TEXT SECTION:
━━━━━━━━

Podstawowe elementy używane w mierze mAP:  

* **True Positive (TP)**: A correct detection. Detection with IOU ≥ _threshold_  
* **False Positive (FP)**: A wrong detection. Detection with IOU < _threshold_  
* **False Negative (FN)**: A ground truth not detected  
* **True Negative (TN)**: Does not apply. It would represent a corrected misdetection. In the object detection task there are many possible bounding boxes that should not be detected within an image. Thus, TN would be all possible bounding boxes that were corrrectly not detected (so many possible boxes within an image). That's why it is not used by the metrics.

_threshold_: depending on the metric, it is usually set to 50%.

━━━━━━━━

Excerpts from a pointing dataset:
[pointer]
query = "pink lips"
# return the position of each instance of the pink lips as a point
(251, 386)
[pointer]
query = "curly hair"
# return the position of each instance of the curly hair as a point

━━━━━━━━

TASK TO CARRY OUT:
Continue the text on the basic terms of the mAP detection metric, starting right after its last sentence.

TASK RESULT:
### Precision

Precision is the ability of a model to identify **only** the relevant objects. It is the percentage of correct positive predictions and is given by:

<br>
$\text{Precision} = \frac{\text{TP}}{\text{TP}+\text{FP}}=\frac{\text{TP}}{\text{all detections}}$ <br>


### Recall 

Recall is the ability of a model to find all the relevant cases (all ground truth bounding boxes). It is the percentage of true positive detected among all relevant ground truths and is given by:

<br>
$\text{Recall} = \frac{\text{TP}}{\text{TP}+\text{FN}}=\frac{\text{TP}}{\text{all ground truths}}$ <br>

## Metrics

In the topics below there are some comments on the most popular metrics used for object detection.

### Precision x Recall curve

The Precision x Recall curve is a good way to evaluate the performance of an object detector as the confidence is changed by plotting a curve for each object class. An object detector of a particular class is considered good if its precision stays high as recall increases, which means that if you vary the confidence threshold, the precision and recall will still be high. Another way to identify a good object detector is to look for a detector that can identify only relevant objects (0 False Positives = high precision), finding all ground truth objects (0 False Negatives = high recall).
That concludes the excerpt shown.